[Extracted records]

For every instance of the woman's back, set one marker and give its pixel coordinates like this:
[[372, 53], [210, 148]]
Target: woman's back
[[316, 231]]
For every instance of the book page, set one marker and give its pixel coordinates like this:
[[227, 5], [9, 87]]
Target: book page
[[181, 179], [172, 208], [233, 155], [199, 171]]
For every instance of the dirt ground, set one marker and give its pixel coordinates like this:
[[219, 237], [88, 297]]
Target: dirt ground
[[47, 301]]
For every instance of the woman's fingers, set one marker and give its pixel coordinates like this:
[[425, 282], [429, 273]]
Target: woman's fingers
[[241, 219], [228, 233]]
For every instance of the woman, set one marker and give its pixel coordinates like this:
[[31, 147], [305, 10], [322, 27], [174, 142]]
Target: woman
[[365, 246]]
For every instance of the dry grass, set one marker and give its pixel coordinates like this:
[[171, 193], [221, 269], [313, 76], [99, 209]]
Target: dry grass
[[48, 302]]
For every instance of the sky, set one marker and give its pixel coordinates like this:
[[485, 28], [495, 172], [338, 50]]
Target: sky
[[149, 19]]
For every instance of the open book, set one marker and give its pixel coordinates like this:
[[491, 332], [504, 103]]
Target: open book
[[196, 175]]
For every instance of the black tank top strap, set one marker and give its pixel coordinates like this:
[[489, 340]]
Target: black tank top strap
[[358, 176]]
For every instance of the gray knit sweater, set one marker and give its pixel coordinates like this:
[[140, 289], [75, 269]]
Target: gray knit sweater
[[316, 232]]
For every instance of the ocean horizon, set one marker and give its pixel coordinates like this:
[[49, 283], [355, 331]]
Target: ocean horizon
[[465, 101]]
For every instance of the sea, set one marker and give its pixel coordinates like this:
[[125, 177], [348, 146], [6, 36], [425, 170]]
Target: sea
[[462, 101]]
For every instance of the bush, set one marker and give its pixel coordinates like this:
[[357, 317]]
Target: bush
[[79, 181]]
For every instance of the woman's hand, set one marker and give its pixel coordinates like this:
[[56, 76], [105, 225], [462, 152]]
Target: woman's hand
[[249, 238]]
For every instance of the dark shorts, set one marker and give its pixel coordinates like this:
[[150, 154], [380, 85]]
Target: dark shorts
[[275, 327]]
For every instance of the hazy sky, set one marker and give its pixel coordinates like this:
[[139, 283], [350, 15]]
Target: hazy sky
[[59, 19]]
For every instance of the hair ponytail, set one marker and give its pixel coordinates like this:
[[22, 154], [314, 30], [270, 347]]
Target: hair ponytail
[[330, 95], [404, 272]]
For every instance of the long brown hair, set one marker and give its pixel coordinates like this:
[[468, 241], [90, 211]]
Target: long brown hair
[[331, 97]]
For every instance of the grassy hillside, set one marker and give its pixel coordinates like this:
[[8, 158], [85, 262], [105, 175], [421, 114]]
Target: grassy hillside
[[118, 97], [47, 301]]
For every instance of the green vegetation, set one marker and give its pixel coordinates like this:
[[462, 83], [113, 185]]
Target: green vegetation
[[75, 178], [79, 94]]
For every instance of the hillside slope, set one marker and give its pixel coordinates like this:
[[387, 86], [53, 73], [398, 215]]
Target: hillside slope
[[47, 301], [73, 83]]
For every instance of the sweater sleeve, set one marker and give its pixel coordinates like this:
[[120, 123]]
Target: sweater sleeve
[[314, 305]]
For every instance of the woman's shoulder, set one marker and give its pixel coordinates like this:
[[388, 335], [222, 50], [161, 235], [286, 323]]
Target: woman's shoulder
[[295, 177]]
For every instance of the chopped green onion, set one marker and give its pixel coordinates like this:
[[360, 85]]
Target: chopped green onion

● What is required
Give the number of lines above that hold the word "onion", and nothing more.

● Output of the task
2